Revise the Cesar Chavez essay between "We’ve all seen" and "Chavez, like me.", inclusive, by changing every "bigoted" to "hateful". Write out the revised passage.

-------- Excerpt to read --------

By Sean Cruz
I am searching for Cesar Chavez in Portland, Oregon.
Cesar Chavez was a Mexican American farm worker, son and grandson of Mexican farm workers, and a Chicano, like myself.
Cesar Chavez, the spirit of Cesar Chavez, ought to be easy to find…if you know what you are looking for…I found my own Chicano identity, you see, through Cesar Chavez, through the Chicano Movement in California in the 1960’s.
The Cesar Chavez they are talking about renaming a street for in Portland must be a different person than the one I know.
In this long Portland discussion, Cesar Chavez has been described as a "Latino", as a "Hispanic", as a "not Hispanic, but an American", as an "American" and as a "Latino American", but never as a Mexican American or a Chicano, not even by the people who claim to own the Chavez-honoring franchise.
It was his Mexican face that got him arrested for refusing to sit in the theater balcony, in the Mexican section, and nothing else.
Cesar Chavez’s struggle and his campaigns were defined by his life experience as a brown-skinned, Spanish-speaking, Mexican-American migrant farmworker, a person who far too many Americans would categorize even today as a wetback, and they do….
We’ve all seen and heard the bigoted comments that this street-renaming fiasco has generated.
The only persons that those bigoted comments are directed towards are Mexican people, Mexican-American people, like Cesar Chavez, like me.
Portland State University has a Department of Chicano and Latino Studies, where “Emphasis is on the experience of the Chicano and other Latinos as residents and citizens in the United States…Graduates with a certificate in Chicano/Latino studies will have…gained important insight into a very different culture within U.S. borders.”
This fact explains in part why the Portland Hispanic Metropolitan Chamber of Commerce has been completely silent on the street-renaming issue over the entire past two years. There are no Chicanos over there, and no farmworkers either.
In two years of kicking the street-renaming can-of-worms through town, what insights have been gained?
Most Portlanders in this street-renaming fiasco, completely ignorant of the fact that Hispanic and Latino cultures are not all the same, use these terms interchangeably to describe significantly different cultures, as if they are synonyms. There is no honor in that.

-------- Stored rows --------

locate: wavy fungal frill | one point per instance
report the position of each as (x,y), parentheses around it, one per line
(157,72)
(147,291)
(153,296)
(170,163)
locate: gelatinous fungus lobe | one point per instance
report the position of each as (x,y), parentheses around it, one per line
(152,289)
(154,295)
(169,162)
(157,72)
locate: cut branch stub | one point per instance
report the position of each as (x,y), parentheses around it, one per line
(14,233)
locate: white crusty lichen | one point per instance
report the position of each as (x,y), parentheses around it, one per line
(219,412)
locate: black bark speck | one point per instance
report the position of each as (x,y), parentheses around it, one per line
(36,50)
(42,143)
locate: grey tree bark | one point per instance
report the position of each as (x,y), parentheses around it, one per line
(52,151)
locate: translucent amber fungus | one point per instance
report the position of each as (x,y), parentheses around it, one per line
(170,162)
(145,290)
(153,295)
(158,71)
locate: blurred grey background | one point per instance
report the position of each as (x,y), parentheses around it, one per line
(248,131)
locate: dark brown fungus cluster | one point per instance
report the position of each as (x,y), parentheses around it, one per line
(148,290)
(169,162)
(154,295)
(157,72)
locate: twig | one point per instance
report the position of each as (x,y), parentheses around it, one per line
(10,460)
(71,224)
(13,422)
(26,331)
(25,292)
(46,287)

--------
-------- Stored rows --------

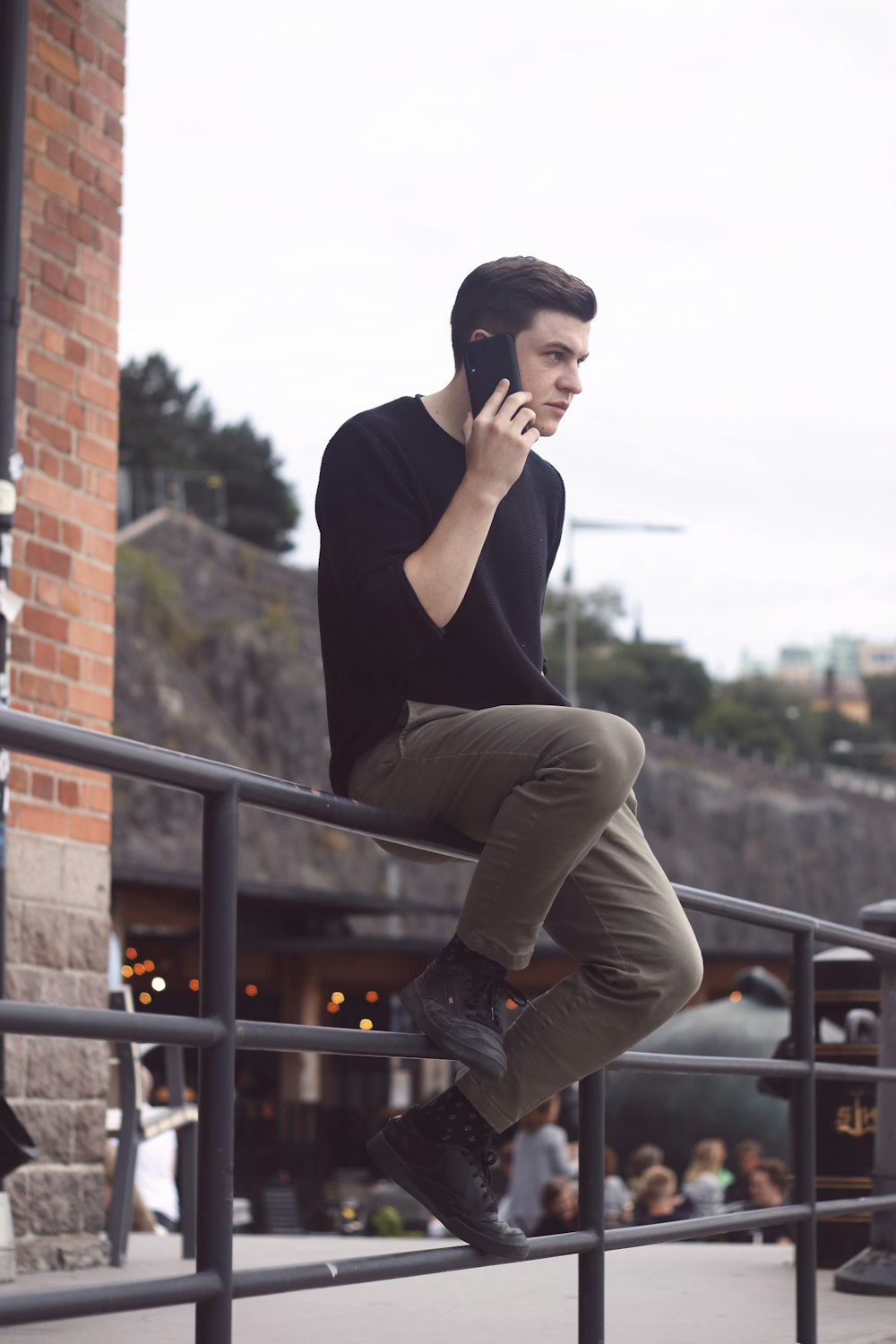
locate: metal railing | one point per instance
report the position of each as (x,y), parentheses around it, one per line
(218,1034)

--------

#### Answer for this exercise:
We’ve all seen and heard the hateful comments that this street-renaming fiasco has generated.
The only persons that those hateful comments are directed towards are Mexican people, Mexican-American people, like Cesar Chavez, like me.